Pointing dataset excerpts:

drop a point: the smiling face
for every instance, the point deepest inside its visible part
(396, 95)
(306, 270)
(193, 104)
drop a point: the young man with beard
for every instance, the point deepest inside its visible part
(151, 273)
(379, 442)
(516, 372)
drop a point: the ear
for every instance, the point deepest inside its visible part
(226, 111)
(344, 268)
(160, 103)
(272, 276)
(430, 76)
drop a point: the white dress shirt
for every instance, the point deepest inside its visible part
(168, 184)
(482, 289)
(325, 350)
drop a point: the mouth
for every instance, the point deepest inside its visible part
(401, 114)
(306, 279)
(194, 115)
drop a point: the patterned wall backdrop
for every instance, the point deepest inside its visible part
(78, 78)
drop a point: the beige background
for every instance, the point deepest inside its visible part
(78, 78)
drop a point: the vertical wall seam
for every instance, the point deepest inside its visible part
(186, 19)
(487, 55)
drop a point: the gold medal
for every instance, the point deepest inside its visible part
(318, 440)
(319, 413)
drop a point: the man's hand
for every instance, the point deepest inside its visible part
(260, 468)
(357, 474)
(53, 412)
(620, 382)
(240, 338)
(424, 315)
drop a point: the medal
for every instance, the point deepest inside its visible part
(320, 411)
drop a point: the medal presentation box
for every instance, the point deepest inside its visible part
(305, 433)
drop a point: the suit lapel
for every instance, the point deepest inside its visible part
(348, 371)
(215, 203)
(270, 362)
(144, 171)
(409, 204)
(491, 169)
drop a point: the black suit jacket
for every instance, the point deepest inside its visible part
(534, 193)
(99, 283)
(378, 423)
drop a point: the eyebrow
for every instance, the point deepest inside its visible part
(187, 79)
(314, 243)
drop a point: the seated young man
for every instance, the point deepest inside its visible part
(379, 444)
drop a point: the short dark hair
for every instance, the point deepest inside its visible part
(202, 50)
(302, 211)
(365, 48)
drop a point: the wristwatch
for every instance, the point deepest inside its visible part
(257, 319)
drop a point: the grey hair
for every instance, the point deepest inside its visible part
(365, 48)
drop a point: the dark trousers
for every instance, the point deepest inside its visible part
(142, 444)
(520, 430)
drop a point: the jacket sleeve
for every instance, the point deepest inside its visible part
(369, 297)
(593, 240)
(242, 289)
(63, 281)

> [Work to complete] Copy out the rows again, starting at the line that contains "drop a point: the suit lapel" and ending after the last row, with every "jacket" changed to "coat" and nothing else altered.

> [Reply to the task]
drop a point: the suit lapel
for every instance, the point deepest inside its visible part
(348, 371)
(215, 203)
(270, 362)
(144, 171)
(409, 204)
(491, 169)
drop a point: the black suit coat
for every instance, the point deepest inside its visible part
(534, 193)
(99, 283)
(378, 423)
drop a point: the eyebrow
for every instance, the point deepest inside its visible part
(187, 79)
(314, 243)
drop a point: the seated young man
for every instance, the point deepest inside its visible part
(379, 444)
drop a point: the short dark hair
for every instance, the point deepest inside its visible part
(202, 50)
(302, 211)
(365, 48)
drop a point: the wristwatch
for every instance, the point deepest inside its visible part
(257, 319)
drop a point: the grey hair
for every instance, the point deepest inside its visible part
(365, 48)
drop a point: the dark trousers
for every instance, the point deepest inside its visible part
(142, 444)
(520, 430)
drop a point: the coat sleeve
for every instance, the point deepest inside its visible part
(369, 297)
(593, 240)
(242, 289)
(63, 281)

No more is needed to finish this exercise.